Image-grounded pointing data
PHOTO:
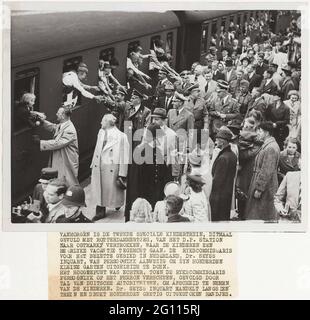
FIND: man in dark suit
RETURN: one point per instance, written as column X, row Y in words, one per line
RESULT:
column 197, row 106
column 218, row 73
column 223, row 174
column 253, row 78
column 182, row 122
column 287, row 84
column 222, row 109
column 257, row 103
column 268, row 85
column 261, row 66
column 160, row 88
column 230, row 72
column 166, row 101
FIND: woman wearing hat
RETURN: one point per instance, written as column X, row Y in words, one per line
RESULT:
column 287, row 84
column 264, row 182
column 223, row 174
column 295, row 112
column 196, row 208
column 73, row 201
column 279, row 114
column 244, row 65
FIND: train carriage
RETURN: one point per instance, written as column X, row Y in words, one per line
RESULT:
column 44, row 45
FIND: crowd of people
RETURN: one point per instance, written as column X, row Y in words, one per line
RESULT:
column 218, row 142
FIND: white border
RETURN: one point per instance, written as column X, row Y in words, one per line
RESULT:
column 151, row 6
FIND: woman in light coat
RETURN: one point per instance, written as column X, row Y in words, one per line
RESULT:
column 109, row 165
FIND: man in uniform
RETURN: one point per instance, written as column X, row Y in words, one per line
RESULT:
column 160, row 88
column 257, row 103
column 165, row 102
column 73, row 86
column 197, row 106
column 243, row 97
column 64, row 146
column 222, row 109
column 181, row 121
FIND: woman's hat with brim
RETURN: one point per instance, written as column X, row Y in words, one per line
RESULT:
column 159, row 113
column 75, row 196
column 195, row 178
column 172, row 188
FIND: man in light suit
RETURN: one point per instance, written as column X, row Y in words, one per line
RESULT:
column 182, row 122
column 211, row 85
column 268, row 85
column 64, row 146
column 109, row 167
column 287, row 200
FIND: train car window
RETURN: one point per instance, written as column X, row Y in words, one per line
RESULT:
column 132, row 46
column 155, row 40
column 70, row 96
column 204, row 38
column 71, row 64
column 25, row 82
column 223, row 23
column 214, row 33
column 107, row 54
column 239, row 19
column 169, row 43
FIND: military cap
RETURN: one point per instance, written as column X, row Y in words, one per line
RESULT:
column 159, row 113
column 261, row 55
column 179, row 96
column 48, row 174
column 286, row 68
column 244, row 83
column 172, row 188
column 163, row 70
column 247, row 59
column 195, row 178
column 82, row 67
column 224, row 134
column 169, row 86
column 74, row 196
column 229, row 62
column 193, row 86
column 184, row 73
column 267, row 126
column 121, row 90
column 222, row 84
column 274, row 65
column 195, row 158
column 155, row 130
column 135, row 92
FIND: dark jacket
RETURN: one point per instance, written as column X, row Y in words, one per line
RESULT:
column 270, row 88
column 223, row 173
column 261, row 69
column 254, row 81
column 264, row 179
column 286, row 86
column 161, row 103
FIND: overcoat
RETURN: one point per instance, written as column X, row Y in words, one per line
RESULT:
column 65, row 151
column 223, row 174
column 264, row 179
column 110, row 160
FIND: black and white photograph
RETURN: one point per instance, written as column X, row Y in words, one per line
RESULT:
column 156, row 117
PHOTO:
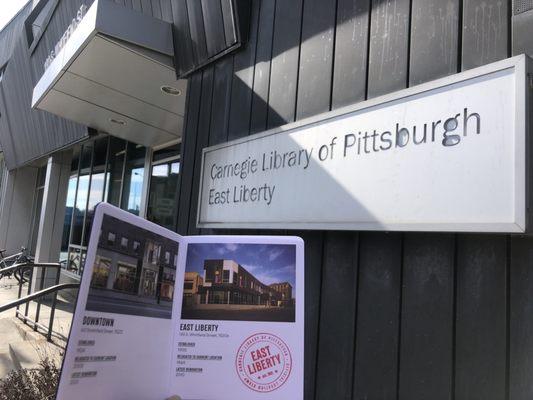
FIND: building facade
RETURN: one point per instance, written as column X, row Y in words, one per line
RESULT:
column 226, row 282
column 397, row 315
column 130, row 261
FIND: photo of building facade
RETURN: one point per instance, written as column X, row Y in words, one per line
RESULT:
column 134, row 271
column 123, row 117
column 223, row 289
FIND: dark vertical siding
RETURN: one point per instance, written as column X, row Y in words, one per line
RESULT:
column 388, row 316
column 284, row 65
column 427, row 318
column 481, row 341
column 351, row 52
column 27, row 134
column 389, row 43
column 334, row 371
column 378, row 314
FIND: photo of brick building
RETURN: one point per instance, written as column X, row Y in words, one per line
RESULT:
column 224, row 289
column 134, row 271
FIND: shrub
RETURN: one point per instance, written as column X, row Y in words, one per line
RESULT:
column 31, row 384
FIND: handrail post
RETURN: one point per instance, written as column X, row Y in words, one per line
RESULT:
column 53, row 309
column 29, row 290
column 20, row 290
column 41, row 286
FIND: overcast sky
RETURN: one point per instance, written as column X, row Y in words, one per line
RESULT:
column 8, row 8
column 270, row 263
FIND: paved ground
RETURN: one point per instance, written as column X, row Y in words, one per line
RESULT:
column 264, row 314
column 20, row 345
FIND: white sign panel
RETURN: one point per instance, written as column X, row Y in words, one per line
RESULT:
column 448, row 155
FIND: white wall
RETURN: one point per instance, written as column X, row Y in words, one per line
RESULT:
column 16, row 209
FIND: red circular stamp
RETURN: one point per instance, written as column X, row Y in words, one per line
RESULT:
column 263, row 362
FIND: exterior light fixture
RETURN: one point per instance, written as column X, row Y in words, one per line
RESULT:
column 172, row 91
column 117, row 121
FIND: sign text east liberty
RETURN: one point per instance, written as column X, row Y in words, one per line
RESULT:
column 448, row 155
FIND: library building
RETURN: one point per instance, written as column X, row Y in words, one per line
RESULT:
column 391, row 135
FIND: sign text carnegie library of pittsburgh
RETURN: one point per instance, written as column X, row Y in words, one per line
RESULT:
column 445, row 132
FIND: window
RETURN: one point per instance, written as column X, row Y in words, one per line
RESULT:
column 102, row 267
column 125, row 280
column 97, row 172
column 163, row 191
column 148, row 283
column 133, row 178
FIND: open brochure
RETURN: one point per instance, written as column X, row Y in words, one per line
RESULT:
column 201, row 317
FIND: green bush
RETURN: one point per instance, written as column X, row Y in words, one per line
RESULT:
column 31, row 384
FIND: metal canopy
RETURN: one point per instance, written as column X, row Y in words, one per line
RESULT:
column 115, row 73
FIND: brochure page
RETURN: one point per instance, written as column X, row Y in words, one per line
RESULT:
column 241, row 333
column 200, row 317
column 121, row 332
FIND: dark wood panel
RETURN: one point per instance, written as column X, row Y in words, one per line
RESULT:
column 316, row 57
column 202, row 140
column 284, row 66
column 485, row 32
column 214, row 27
column 146, row 7
column 221, row 101
column 196, row 23
column 389, row 38
column 183, row 45
column 230, row 30
column 136, row 5
column 521, row 322
column 351, row 52
column 166, row 15
column 313, row 280
column 427, row 317
column 434, row 39
column 188, row 152
column 481, row 322
column 334, row 373
column 156, row 9
column 261, row 85
column 378, row 314
column 243, row 81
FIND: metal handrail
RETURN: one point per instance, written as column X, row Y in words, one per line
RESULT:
column 37, row 295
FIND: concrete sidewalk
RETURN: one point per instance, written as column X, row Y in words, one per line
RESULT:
column 20, row 345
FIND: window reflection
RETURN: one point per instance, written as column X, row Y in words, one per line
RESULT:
column 162, row 200
column 133, row 178
column 117, row 152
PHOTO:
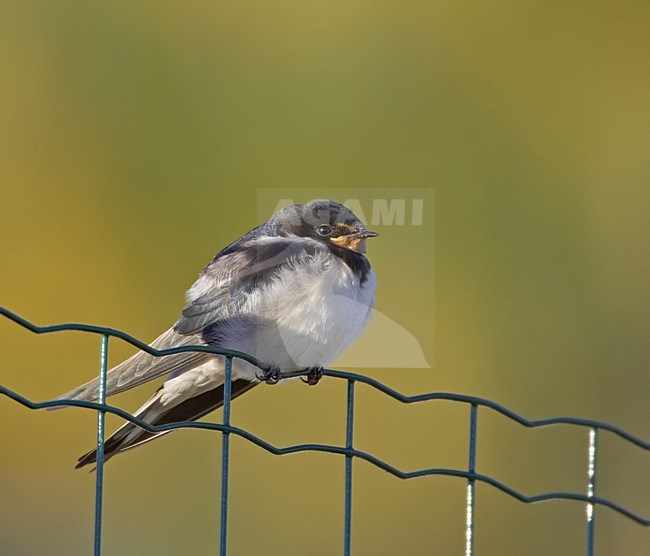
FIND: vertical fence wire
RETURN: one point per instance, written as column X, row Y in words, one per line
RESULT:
column 225, row 456
column 591, row 487
column 347, row 515
column 101, row 418
column 471, row 486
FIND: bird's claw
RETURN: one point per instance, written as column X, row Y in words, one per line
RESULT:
column 313, row 376
column 272, row 375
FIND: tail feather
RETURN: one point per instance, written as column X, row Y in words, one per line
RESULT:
column 130, row 435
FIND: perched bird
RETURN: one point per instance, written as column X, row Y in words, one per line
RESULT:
column 294, row 293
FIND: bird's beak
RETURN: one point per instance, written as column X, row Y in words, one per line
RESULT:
column 355, row 241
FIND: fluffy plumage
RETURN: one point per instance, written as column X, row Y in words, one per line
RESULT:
column 294, row 293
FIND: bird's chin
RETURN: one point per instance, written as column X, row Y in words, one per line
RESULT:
column 356, row 244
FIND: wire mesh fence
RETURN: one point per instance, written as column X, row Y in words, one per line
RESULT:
column 347, row 450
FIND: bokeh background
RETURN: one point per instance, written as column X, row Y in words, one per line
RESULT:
column 135, row 140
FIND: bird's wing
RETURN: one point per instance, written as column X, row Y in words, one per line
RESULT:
column 229, row 280
column 218, row 295
column 129, row 435
column 143, row 367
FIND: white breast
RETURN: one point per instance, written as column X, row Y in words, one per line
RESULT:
column 316, row 312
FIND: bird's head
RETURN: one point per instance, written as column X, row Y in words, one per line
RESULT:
column 325, row 221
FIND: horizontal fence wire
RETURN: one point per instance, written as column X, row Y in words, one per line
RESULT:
column 590, row 499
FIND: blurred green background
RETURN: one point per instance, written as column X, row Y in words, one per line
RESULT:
column 135, row 139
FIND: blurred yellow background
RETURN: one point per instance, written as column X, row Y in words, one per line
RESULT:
column 136, row 139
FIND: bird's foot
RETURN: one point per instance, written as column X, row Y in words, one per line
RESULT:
column 313, row 376
column 272, row 375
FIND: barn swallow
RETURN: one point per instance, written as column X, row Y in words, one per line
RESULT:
column 294, row 293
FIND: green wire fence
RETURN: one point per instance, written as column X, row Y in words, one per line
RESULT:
column 590, row 499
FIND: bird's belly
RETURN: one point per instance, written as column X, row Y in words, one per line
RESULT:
column 309, row 320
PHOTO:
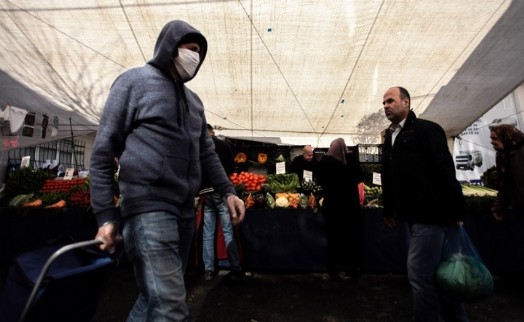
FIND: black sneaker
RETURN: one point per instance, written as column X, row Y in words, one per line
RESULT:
column 238, row 276
column 209, row 275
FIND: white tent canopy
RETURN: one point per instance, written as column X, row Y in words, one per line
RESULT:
column 303, row 71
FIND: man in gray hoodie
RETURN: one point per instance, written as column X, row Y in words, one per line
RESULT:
column 157, row 129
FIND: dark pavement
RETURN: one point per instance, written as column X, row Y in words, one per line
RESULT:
column 286, row 297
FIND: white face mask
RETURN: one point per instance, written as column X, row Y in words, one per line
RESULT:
column 186, row 63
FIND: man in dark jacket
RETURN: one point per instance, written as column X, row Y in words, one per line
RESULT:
column 157, row 128
column 420, row 188
column 214, row 207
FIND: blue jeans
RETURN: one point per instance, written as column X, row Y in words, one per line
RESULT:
column 214, row 206
column 424, row 255
column 158, row 244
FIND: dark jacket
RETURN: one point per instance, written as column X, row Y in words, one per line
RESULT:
column 511, row 180
column 339, row 183
column 157, row 128
column 419, row 184
column 226, row 157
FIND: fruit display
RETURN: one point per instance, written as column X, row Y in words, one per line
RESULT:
column 373, row 196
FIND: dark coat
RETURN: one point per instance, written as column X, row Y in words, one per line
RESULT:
column 339, row 183
column 419, row 183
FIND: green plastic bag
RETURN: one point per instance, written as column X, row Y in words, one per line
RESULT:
column 463, row 275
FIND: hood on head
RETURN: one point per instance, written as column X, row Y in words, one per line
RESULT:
column 174, row 34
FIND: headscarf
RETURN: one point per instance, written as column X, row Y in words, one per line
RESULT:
column 338, row 150
column 511, row 139
column 509, row 135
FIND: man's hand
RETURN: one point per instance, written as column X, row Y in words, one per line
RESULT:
column 237, row 209
column 108, row 234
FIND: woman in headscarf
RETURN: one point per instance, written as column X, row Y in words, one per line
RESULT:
column 508, row 141
column 339, row 174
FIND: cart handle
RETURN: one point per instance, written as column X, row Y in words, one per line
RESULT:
column 47, row 266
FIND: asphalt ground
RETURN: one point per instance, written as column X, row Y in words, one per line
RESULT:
column 289, row 297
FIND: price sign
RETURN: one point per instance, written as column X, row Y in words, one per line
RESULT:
column 280, row 167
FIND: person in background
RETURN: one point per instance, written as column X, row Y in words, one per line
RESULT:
column 214, row 206
column 157, row 129
column 508, row 143
column 419, row 187
column 339, row 173
column 305, row 164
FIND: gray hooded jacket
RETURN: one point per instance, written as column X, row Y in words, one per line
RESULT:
column 157, row 128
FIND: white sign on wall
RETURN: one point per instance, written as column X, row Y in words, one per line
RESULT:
column 473, row 153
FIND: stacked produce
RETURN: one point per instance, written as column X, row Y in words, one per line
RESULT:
column 55, row 193
column 274, row 190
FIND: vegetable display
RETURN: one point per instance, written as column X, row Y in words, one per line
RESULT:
column 283, row 182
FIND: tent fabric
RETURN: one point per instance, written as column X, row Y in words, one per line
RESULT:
column 303, row 71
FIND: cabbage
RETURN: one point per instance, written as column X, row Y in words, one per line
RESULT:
column 464, row 278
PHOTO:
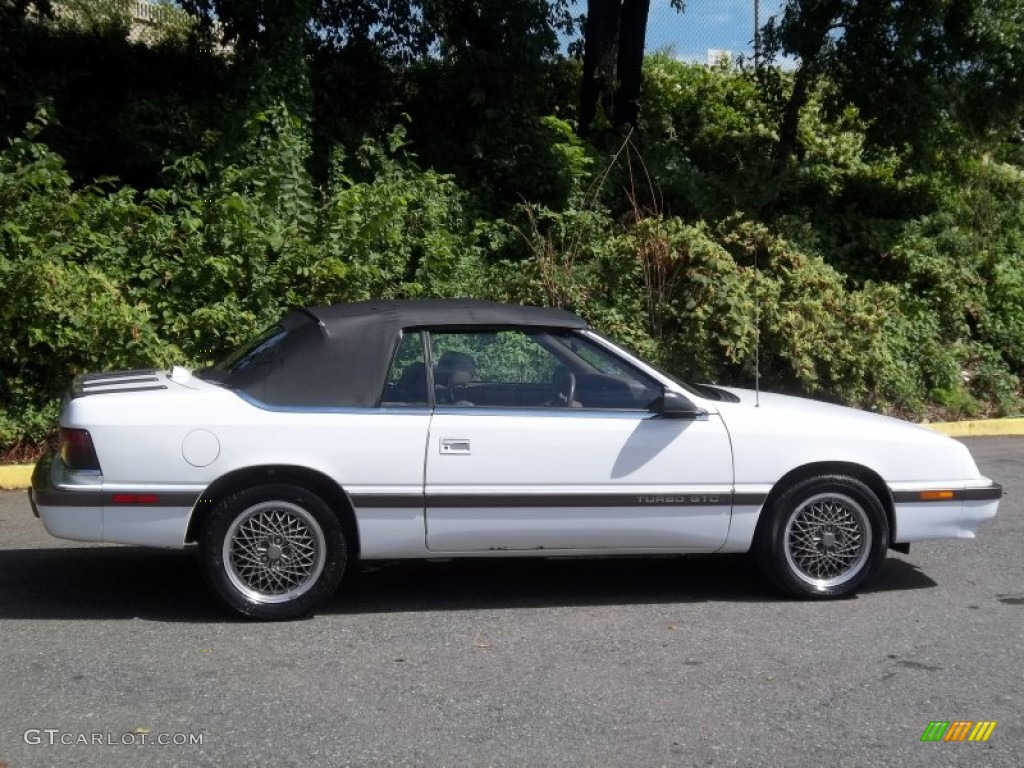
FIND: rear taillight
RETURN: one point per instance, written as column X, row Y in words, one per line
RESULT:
column 77, row 451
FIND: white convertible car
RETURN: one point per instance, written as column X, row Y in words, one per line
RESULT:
column 454, row 428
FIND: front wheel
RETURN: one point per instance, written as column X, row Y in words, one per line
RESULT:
column 824, row 537
column 272, row 552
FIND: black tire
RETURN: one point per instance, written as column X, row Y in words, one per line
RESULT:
column 823, row 538
column 272, row 552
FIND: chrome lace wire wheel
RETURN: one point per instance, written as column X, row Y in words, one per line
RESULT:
column 273, row 552
column 827, row 540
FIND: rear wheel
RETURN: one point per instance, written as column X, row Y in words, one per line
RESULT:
column 272, row 552
column 824, row 537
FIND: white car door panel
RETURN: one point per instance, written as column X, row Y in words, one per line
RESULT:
column 579, row 479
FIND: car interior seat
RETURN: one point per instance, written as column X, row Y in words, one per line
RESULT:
column 452, row 375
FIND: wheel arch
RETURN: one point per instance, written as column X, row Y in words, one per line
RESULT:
column 321, row 483
column 858, row 471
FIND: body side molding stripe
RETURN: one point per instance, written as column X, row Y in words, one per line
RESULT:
column 468, row 501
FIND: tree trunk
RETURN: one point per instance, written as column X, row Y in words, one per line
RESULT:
column 599, row 53
column 788, row 137
column 632, row 37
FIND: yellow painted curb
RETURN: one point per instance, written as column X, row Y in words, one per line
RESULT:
column 16, row 476
column 983, row 428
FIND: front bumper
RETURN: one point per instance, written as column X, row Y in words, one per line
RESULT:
column 960, row 516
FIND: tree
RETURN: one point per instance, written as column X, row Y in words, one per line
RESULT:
column 914, row 71
column 614, row 36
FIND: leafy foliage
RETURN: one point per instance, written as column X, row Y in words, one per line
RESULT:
column 857, row 223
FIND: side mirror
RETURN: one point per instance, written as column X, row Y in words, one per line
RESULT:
column 675, row 406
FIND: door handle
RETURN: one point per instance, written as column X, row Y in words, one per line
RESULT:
column 455, row 445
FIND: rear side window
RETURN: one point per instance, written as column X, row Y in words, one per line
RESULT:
column 260, row 350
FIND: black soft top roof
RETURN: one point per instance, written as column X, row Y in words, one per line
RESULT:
column 440, row 312
column 339, row 355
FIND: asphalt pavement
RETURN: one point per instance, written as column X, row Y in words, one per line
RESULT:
column 117, row 656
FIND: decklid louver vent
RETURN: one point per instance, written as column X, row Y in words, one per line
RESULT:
column 118, row 381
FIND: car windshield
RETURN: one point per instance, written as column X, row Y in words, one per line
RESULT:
column 260, row 350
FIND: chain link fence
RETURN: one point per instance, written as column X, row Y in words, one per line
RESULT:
column 708, row 31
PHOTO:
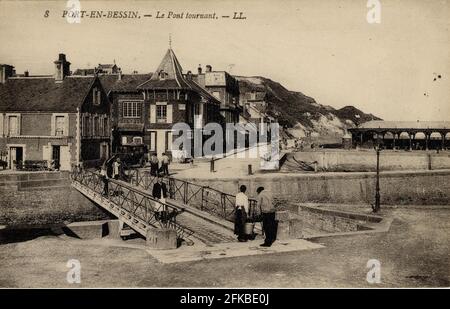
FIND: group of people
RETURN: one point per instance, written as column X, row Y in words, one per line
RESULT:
column 264, row 202
column 155, row 168
column 116, row 173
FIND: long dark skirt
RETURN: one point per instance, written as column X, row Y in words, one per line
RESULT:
column 239, row 222
column 153, row 168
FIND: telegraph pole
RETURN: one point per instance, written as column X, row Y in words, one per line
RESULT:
column 377, row 205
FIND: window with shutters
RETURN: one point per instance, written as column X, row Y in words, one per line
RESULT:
column 105, row 127
column 59, row 125
column 86, row 126
column 131, row 109
column 161, row 113
column 13, row 125
column 96, row 128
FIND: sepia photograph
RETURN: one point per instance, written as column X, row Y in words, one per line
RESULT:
column 225, row 144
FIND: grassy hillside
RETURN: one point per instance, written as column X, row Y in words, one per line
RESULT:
column 298, row 111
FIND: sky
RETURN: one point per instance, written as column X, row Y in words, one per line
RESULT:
column 324, row 49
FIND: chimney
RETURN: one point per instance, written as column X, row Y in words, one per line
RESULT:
column 6, row 71
column 62, row 68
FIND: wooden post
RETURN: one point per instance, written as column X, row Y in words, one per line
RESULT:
column 410, row 141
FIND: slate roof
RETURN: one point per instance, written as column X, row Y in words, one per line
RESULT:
column 43, row 94
column 381, row 124
column 128, row 83
column 84, row 72
column 174, row 79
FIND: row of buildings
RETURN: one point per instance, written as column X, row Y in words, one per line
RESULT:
column 83, row 117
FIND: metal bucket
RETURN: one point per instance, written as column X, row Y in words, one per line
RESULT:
column 248, row 228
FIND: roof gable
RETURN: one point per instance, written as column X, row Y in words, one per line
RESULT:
column 173, row 78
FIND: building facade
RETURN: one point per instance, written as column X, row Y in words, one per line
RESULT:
column 224, row 88
column 146, row 112
column 60, row 119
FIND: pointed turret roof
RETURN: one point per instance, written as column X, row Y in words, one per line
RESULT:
column 168, row 75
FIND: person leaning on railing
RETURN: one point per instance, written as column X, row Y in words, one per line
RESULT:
column 264, row 201
column 241, row 214
column 104, row 175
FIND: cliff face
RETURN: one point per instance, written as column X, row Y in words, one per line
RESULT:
column 300, row 114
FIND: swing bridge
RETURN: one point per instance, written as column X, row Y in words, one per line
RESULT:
column 195, row 212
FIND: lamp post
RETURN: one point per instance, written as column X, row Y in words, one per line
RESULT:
column 377, row 205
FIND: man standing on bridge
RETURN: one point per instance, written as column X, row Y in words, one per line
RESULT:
column 165, row 164
column 241, row 212
column 268, row 212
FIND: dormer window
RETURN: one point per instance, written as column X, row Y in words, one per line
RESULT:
column 96, row 96
column 162, row 75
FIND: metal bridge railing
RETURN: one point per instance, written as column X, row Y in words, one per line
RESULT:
column 213, row 201
column 141, row 208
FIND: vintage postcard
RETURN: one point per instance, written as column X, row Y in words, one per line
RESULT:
column 225, row 144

Requirement: Each line between the one holding "FIND: metal handrail" and the one holding "FIND: bird's chin", inclusive, should be copied exactly as it appears above, and pictures should be omitted.

Finished task:
FIND: metal handrail
RETURN: one point per instance, written as column X, row Y in words, one per line
RESULT:
column 37, row 295
FIND: concrete sidewalk
RETURN: one point per instance, written as column X, row Y in words, one per line
RESULT:
column 20, row 345
FIND: window reflection
RETURN: one point per instance, written as column X, row Y in words, one per line
RESULT:
column 162, row 200
column 133, row 178
column 117, row 152
PHOTO:
FIND: vertical fence wire
RETURN: one point per instance, written as column X, row Y in words, one per line
RESULT:
column 225, row 456
column 591, row 487
column 347, row 515
column 101, row 418
column 471, row 486
FIND: bird's claw
RETURN: one point per instance, written as column X, row Y in words, one per line
RESULT:
column 313, row 376
column 272, row 375
FIND: tail feather
RETURN: one point per instance, written as column X, row Y in words, one per line
RESULT:
column 130, row 435
FIND: perched bird
RETURN: one point per instance, written as column X, row Y in words, one per line
RESULT:
column 294, row 293
FIND: bird's beak
RETURN: one point per instance, written as column X, row Y in words, one per line
RESULT:
column 355, row 241
FIND: fluffy plumage
RETURN: one point per instance, written as column X, row Y in words, one per line
RESULT:
column 294, row 293
FIND: bird's chin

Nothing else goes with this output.